Ich habe deinen Code exakt so kopiert und bei mir die Methode eingefügt, diese habe ich dann aus der paint() aufgerufen und es tut sich immernoch nichts in meinem Programm... woran kann es noch liegen?


----------



## Hansdampf (10. Mai 2005)

siehe oben "edit"


----------



## Bruegge (10. Mai 2005)

Hab das versucht, ging aber nicht.. darauf hin hab ich nochmal das internet durchsucht und gesehen , dass andere es mit "c:/bg.gif" machen ... das funktioniert nun!  :roll: Außerdem musste das "setIgnoreRepaint(true);" weg... ich weiß auch nicht wieso ich das dahin gemacht habe! 

Naja, jetzt läuft es jedenfalls!!  Danke an alle!!!


----------



## Guest (18. Mai 2005)

falls es dich interessiert: der "\" ist in java reserviert für spezialzeichen willst du z.b. " ausgeben, musst du 
System.out.println(" \" "); schreiben. nach dem Backslash \ kommt ein spezialzeichen das normalerweise ein steuerzeichen ist

eigentlich müsste der pfad mit c:\\bg.gif auch gehen, weil \\ für \ steht. aber wie du ja schon gemacht hast kann man überall auch einfach / schreiben.

ein kleiner tipp noch zum zeichnen: verwende double-buffering! wenn du ganz normal mit graphics zeichnest, wirst du wie ich bald merken dass alles flimmert, weil java das komisch realisiert.

such im goole einfach nach double buffering, müsstest was finden was dir hilft. zur paint-funktion kommt noch die update fkt und 2 variable hinzu, dann kannst du auch große bilder flimmer-frei zeichnen!!


----------



## Illuvatar (19. Mai 2005)

Inwiefern realisiert Java das komisch? Bei jedem paint wird halt immer erstmal alles überzeichnet damit keine Fragment bleiben. U.U. flackert das halt, aber das kann man duch double Biffering oder entfernen des überzeichnen-schrittes verhindern. Aber wie sollte das sonst gehen bzw. wie macht das C++? Double Buffered das automatisch (wie Swing) ?


----------



## Reality (19. Mai 2005)

Double Buffering ist auch nicht das Wahre! 

1. Entsteht dadurch der Tearing-Effekt
2. Können je nach Auflösung und Bit-Tiefe hohe Daten-Mengen bei der Kopiererei entstehen => Langsam!

Besser ist BufferStragety das Page Flipping einsetzt, sofern das die Grafikkarte mit macht; ansonsten benutzt es Double Buffering.

Liebe Grüße
Reality


----------



## Guest (19. Mai 2005)

BufferStrategy? erklär mal


----------



## Reality (19. Mai 2005)

http://java.sun.com/docs/books/tutorial/extra/fullscreen/bufferstrategy.html
http://java.sun.com/j2se/1.4.2/docs/api/java/awt/image/BufferStrategy.html
http://java.sun.com/docs/books/tutorial/extra/fullscreen/doublebuf.html


----------
........
* **Übungsaufgaben**:
(A) Welche Anweisung musste laut Bruegge im Forumsauszug entfernt werden, damit das Programm lief?
(B) Kopieren Sie aus dem Forumsauszug wortgetreu den Abschnitt von „## Bruegge (10.“ bis einschließlich „dahin gemacht habe!“.

* **Daten**:
........
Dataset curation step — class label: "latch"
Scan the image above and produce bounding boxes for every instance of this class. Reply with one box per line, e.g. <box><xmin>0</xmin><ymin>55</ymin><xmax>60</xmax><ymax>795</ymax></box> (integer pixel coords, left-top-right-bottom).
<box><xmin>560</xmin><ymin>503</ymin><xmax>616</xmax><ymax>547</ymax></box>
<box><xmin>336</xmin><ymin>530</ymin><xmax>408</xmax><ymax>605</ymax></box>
........
* **Schriftliche Antworten**:
(A) Die Anweisung „setIgnoreRepaint(true);“ musste entfernt werden.

(B)
## Bruegge (10. Mai 2005)

Hab das versucht, ging aber nicht.. darauf hin hab ich nochmal das internet durchsucht und gesehen , dass andere es mit "c:/bg.gif" machen ... das funktioniert nun!  :roll: Außerdem musste das "setIgnoreRepaint(true);" weg... ich weiß auch nicht wieso ich das dahin gemacht habe!